▸ MATERIAL FOR THIS EXERCISE:

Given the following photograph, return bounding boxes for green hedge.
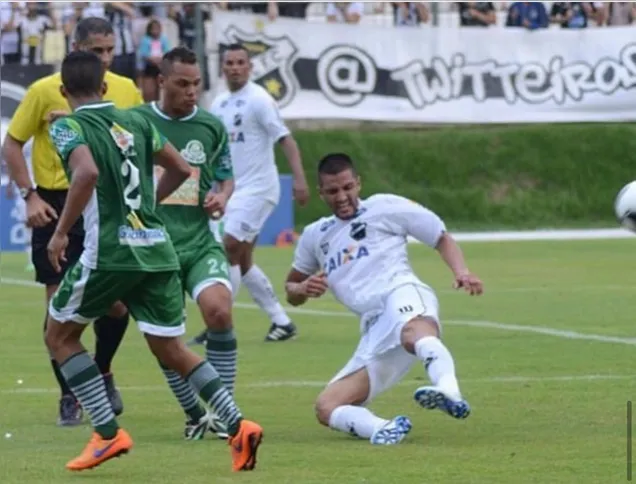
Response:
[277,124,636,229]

...

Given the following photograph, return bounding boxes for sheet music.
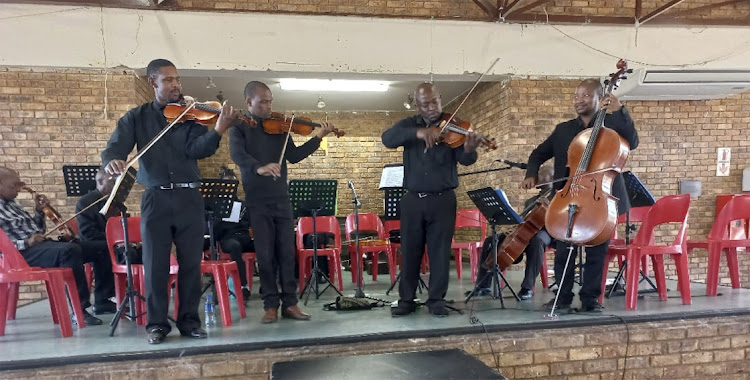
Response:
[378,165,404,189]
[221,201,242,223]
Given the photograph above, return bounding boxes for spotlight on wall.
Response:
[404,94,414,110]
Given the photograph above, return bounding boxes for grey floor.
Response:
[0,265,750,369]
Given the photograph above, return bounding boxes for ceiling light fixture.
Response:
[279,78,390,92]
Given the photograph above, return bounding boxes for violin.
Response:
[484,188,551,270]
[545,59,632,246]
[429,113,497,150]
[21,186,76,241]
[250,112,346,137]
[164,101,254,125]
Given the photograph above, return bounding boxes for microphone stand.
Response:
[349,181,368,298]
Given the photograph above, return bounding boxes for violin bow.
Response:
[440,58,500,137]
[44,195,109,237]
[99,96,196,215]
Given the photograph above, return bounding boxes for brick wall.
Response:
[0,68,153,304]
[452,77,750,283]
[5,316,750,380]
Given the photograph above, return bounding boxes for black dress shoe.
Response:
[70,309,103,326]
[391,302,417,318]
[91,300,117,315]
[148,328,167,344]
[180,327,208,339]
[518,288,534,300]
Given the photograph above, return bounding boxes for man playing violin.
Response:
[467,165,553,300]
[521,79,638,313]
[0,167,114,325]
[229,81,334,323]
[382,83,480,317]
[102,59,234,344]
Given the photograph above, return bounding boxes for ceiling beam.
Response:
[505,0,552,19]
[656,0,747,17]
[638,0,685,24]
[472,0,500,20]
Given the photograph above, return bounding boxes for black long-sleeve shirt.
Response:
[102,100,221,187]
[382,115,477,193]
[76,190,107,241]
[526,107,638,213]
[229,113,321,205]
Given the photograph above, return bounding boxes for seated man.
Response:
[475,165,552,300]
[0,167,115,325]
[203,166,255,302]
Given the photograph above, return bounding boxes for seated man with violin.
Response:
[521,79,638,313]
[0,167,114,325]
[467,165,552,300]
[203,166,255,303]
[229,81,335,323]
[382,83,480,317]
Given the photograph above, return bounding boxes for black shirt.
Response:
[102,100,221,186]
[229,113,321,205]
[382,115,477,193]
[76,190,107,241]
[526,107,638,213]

▸ PROMPT: Please pick out each line of the records above that contains the word "seated", and copy those lines in full.

▸ FINISHED ANSWER:
Given the photograph above, return bounding boxes for seated man.
Given the photograph above, return bounding boxes for seated man with violin.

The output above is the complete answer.